# EXTRACT
*-*-*

In property-obsessed Singapore, many buyers take a short-sighted view: Future problems are tomorrow's problems. Let us focus on today; who knows what will happen tomorrow? Prices may shoot up and I can just re-sell my property for a tidy profit.

Not being able to afford the monthly payments or pay off the mortgage is no longer an issue. This isn't a problem if this is limited to only a few households, but if the majority of buyers act this way, who do owners sell onwards to?

So many more people than before own more than a single property these days. But who really owns all these new property purchases? For the next few years at least, in reality, it is still the bank.

What about renting it out if you cannot sell it? Again, low interest rates and low holding cost distort market behaviour in the leasing market.

Suppose rental demand is not as buoyant and, as a result, rentals are flat and may even be poised for a correction. But rental yields or returns rise when interest rates fall. This is because the cost to the landlord is falling in terms of having to pay less in terms of interest cost on his housing loan. And rates may be falling faster than rentals are correcting.

*-*-*

# WHAT THE EXERCISE ASKS
Could you copy out the passage on Singapore property buyers word for word, from "In property-obsessed Singapore, many" up to and including "still the bank."?

*-*-*

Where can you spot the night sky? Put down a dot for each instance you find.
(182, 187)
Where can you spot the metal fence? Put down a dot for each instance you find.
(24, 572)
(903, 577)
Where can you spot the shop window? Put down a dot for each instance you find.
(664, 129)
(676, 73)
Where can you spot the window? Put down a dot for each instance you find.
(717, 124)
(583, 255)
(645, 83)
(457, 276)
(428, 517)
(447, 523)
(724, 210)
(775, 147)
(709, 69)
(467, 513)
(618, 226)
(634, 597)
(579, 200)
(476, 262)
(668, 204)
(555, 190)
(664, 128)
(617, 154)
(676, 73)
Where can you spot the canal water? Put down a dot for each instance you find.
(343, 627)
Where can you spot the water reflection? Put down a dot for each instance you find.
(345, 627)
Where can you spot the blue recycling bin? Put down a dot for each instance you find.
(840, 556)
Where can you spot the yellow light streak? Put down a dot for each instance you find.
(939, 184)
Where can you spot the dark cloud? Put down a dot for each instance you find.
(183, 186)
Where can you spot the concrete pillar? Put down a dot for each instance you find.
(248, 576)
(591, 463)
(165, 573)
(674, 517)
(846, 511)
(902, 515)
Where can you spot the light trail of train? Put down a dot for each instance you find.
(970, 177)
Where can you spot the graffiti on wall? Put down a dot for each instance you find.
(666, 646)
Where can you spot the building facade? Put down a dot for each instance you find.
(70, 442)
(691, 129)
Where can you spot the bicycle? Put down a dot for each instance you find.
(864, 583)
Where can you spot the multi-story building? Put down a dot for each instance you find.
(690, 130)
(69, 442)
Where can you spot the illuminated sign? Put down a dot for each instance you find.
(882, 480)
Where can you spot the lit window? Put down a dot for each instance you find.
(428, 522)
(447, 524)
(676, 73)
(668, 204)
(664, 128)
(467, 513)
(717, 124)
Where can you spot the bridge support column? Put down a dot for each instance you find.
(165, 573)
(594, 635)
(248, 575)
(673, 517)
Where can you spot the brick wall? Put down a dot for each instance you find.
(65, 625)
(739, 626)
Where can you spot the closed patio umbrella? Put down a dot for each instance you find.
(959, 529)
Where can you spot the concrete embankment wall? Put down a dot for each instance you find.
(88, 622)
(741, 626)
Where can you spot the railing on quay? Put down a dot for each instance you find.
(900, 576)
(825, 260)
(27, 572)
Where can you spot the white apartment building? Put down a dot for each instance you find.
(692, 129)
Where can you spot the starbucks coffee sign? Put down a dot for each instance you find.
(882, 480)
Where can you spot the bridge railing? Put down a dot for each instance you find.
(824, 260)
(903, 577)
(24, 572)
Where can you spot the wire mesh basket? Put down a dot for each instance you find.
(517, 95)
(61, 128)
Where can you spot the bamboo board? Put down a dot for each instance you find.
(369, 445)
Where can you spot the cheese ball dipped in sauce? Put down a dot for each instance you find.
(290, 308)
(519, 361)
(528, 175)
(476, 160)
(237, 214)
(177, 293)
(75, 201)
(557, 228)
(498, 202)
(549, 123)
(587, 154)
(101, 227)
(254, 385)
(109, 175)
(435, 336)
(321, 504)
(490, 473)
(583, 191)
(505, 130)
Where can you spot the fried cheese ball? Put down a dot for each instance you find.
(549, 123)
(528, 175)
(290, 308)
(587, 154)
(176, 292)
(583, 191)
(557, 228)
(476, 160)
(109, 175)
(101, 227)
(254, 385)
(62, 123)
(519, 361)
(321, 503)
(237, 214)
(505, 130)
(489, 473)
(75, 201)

*-*-*

# WORKED ANSWER
In property-obsessed Singapore, many buyers take a short-sighted view: Future problems are tomorrow's problems. Let us focus on today; who knows what will happen tomorrow? Prices may shoot up and I can just re-sell my property for a tidy profit.

Not being able to afford the monthly payments or pay off the mortgage is no longer an issue. This isn't a problem if this is limited to only a few households, but if the majority of buyers act this way, who do owners sell onwards to?

So many more people than before own more than a single property these days. But who really owns all these new property purchases? For the next few years at least, in reality, it is still the bank.